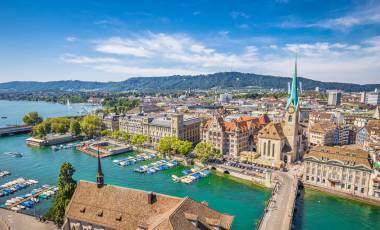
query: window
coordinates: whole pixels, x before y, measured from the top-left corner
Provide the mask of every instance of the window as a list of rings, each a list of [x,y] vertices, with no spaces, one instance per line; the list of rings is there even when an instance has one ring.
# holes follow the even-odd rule
[[[268,141],[268,156],[270,156],[270,140]]]
[[[274,157],[274,144],[272,144],[272,157]]]
[[[360,192],[361,192],[361,193],[364,193],[364,188],[361,188],[361,189],[360,189]]]
[[[264,151],[263,151],[263,155],[265,155],[265,154],[266,154],[266,151],[267,151],[267,143],[266,143],[266,142],[264,142]]]
[[[288,122],[292,122],[293,121],[293,116],[292,115],[289,115],[288,117]]]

● Task to carry out: Reproduce every record exactly; images stay out.

● Your response:
query: window
coordinates: whole pixels, x before y, measured from the top-left corner
Provide the mask of every instance of the window as a list of rings, each a list of [x,y] vertices, with no spaces, one instance per line; the list of rings is there even when an instance has one ring.
# holes follow the even-odd rule
[[[268,141],[268,156],[270,156],[270,140]]]
[[[274,157],[274,144],[272,144],[272,157]]]
[[[360,192],[361,192],[361,193],[364,193],[364,188],[361,188],[361,189],[360,189]]]
[[[264,151],[263,151],[263,155],[265,155],[265,154],[266,154],[266,151],[267,151],[267,143],[266,143],[266,142],[264,142]]]
[[[288,122],[292,122],[293,121],[293,116],[292,115],[289,115],[288,117]]]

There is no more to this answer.